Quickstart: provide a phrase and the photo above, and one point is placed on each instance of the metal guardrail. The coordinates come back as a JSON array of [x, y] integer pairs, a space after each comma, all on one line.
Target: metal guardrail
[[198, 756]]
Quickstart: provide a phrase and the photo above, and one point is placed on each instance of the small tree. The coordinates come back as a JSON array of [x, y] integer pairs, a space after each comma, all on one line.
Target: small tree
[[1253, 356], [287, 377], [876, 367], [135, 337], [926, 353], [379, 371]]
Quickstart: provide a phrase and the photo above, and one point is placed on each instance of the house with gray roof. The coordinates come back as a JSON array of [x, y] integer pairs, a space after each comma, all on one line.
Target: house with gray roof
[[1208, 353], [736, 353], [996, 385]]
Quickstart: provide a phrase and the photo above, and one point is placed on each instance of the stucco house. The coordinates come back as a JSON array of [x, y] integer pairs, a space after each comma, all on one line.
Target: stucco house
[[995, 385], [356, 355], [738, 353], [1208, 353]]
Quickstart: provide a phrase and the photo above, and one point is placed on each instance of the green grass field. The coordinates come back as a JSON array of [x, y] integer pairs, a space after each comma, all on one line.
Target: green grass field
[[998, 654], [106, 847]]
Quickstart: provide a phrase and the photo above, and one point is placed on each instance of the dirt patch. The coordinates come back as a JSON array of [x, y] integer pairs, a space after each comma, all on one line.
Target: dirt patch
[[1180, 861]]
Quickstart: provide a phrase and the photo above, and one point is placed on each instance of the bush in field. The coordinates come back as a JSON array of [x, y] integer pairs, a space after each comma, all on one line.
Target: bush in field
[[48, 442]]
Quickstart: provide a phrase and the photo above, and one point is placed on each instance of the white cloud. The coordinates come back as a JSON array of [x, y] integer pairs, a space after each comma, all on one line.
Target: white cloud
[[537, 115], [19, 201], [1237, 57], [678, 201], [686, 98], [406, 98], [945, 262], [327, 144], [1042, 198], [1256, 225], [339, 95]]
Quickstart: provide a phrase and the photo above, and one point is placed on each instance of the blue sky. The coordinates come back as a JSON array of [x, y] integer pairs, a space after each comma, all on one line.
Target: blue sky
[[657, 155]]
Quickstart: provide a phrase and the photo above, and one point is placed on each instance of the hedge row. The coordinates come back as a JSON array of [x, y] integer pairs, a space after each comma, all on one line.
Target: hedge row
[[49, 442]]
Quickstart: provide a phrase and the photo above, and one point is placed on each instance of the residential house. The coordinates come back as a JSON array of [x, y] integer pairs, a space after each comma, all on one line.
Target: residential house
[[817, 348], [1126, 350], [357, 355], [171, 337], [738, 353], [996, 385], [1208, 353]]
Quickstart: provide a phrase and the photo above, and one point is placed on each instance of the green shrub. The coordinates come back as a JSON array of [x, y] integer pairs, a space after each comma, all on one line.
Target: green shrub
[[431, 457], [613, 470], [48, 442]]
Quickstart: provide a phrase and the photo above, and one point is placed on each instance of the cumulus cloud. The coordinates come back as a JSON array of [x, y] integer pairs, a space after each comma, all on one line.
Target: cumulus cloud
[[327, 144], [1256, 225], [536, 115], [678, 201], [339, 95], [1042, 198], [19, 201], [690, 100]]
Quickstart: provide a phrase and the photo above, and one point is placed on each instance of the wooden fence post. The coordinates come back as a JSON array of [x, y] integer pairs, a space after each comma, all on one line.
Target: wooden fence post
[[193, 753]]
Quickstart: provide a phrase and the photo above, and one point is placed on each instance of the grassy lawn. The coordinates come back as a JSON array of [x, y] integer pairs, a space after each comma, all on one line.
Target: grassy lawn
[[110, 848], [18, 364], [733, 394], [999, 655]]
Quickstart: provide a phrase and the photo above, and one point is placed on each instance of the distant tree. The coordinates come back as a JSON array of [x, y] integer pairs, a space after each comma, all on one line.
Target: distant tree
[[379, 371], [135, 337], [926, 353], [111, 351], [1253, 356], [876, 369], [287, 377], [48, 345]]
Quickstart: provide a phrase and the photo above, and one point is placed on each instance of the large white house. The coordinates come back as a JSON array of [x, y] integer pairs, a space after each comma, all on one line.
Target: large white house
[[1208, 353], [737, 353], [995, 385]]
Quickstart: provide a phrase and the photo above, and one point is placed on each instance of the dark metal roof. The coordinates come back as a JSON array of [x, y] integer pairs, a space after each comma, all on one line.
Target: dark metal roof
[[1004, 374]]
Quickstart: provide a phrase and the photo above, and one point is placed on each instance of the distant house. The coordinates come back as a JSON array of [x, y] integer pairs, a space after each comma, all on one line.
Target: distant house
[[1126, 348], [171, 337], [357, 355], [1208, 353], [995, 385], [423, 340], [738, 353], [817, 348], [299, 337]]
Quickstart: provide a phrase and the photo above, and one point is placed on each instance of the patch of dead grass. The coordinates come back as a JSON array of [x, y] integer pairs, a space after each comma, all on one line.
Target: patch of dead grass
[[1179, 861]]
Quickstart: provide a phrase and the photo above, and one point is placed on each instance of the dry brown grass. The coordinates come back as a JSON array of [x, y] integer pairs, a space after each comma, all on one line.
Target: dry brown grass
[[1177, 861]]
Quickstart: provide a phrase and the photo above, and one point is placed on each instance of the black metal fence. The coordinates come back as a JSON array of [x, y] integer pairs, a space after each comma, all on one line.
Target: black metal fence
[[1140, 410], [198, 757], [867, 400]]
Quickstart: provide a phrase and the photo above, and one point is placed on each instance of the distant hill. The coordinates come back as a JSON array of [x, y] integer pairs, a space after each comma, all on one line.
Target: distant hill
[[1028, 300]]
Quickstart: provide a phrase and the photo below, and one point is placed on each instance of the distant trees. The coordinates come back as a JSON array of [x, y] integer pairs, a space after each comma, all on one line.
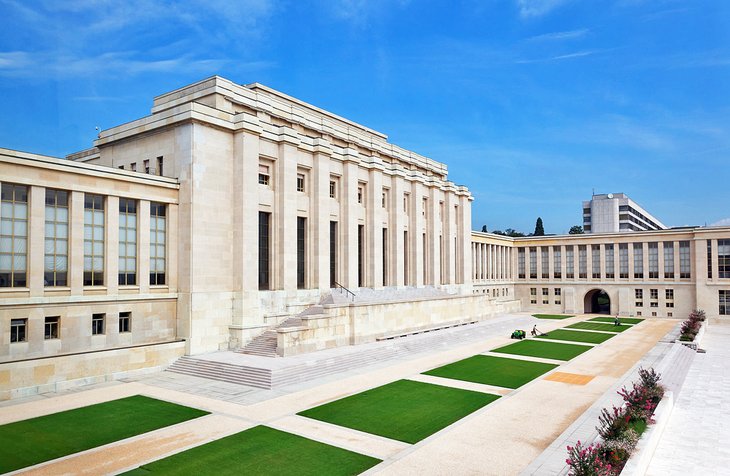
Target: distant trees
[[576, 230], [539, 230]]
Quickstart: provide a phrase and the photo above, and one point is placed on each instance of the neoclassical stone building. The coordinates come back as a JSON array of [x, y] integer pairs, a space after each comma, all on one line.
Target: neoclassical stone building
[[231, 211]]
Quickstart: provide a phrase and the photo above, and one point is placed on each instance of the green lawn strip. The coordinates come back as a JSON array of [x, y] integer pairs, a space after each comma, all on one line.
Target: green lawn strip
[[491, 370], [577, 336], [598, 326], [624, 320], [543, 349], [403, 410], [552, 316], [261, 451], [29, 442]]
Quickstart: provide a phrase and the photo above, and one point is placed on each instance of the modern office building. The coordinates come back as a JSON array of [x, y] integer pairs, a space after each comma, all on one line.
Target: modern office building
[[236, 213], [616, 212]]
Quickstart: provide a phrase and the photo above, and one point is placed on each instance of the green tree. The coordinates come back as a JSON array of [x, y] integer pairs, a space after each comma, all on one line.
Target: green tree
[[539, 230], [576, 230]]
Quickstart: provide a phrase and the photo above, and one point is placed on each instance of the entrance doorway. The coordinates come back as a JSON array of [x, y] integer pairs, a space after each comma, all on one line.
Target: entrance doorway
[[597, 302]]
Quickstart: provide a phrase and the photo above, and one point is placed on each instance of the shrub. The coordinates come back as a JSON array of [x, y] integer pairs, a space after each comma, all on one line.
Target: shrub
[[588, 461]]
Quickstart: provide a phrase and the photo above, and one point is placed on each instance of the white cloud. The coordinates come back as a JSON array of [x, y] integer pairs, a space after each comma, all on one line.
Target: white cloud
[[537, 8]]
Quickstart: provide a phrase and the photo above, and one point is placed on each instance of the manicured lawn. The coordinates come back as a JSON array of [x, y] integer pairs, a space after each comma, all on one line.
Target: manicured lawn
[[491, 370], [577, 336], [624, 320], [551, 316], [546, 350], [598, 326], [403, 410], [28, 442], [261, 451]]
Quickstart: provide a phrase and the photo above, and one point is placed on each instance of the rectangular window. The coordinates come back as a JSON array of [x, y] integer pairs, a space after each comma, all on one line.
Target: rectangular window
[[533, 262], [55, 267], [610, 269], [333, 253], [127, 242], [264, 220], [18, 330], [582, 261], [521, 263], [709, 259], [13, 235], [723, 259], [264, 175], [97, 324], [301, 252], [596, 261], [93, 240], [668, 259], [569, 262], [724, 298], [653, 260], [51, 327], [623, 256], [557, 264], [158, 234], [638, 260], [125, 322], [684, 260]]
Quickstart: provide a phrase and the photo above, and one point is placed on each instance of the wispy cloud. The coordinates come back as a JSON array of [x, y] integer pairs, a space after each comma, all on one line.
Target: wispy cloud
━━━━━━━━━━
# [Task brief]
Reproduce the lines above word for word, starting at the line that contains "the green shrub." and ending after the line that contains "[[193, 753]]".

# [Worked answer]
Quickstart: provide a phrase and the photo above, and one point is placed on each instance of the green shrub. The coordinates come back as a JSON array of [x, y] integer pairs, a space after each comma, all on one line.
Target: green shrub
[[431, 457], [613, 470], [48, 442]]
Quickstart: provide a phrase and the photo above, and one point is placed on each instance of the cumulus cloud. The coordinates come back as a JSON array of [x, y] integer pairs, a space after each comma, all on one line.
Target: cumulus cloud
[[327, 144], [1256, 225], [536, 115], [678, 201], [339, 95], [1042, 198], [19, 201], [690, 100]]
Quickstart: provide a phrase and the photo above, and one point is placed on each instance of the wooden fence post. The coordinates come back as a JSON array of [x, y] integer pairs, a space after each comma, all on one line.
Target: wooden fence post
[[193, 753]]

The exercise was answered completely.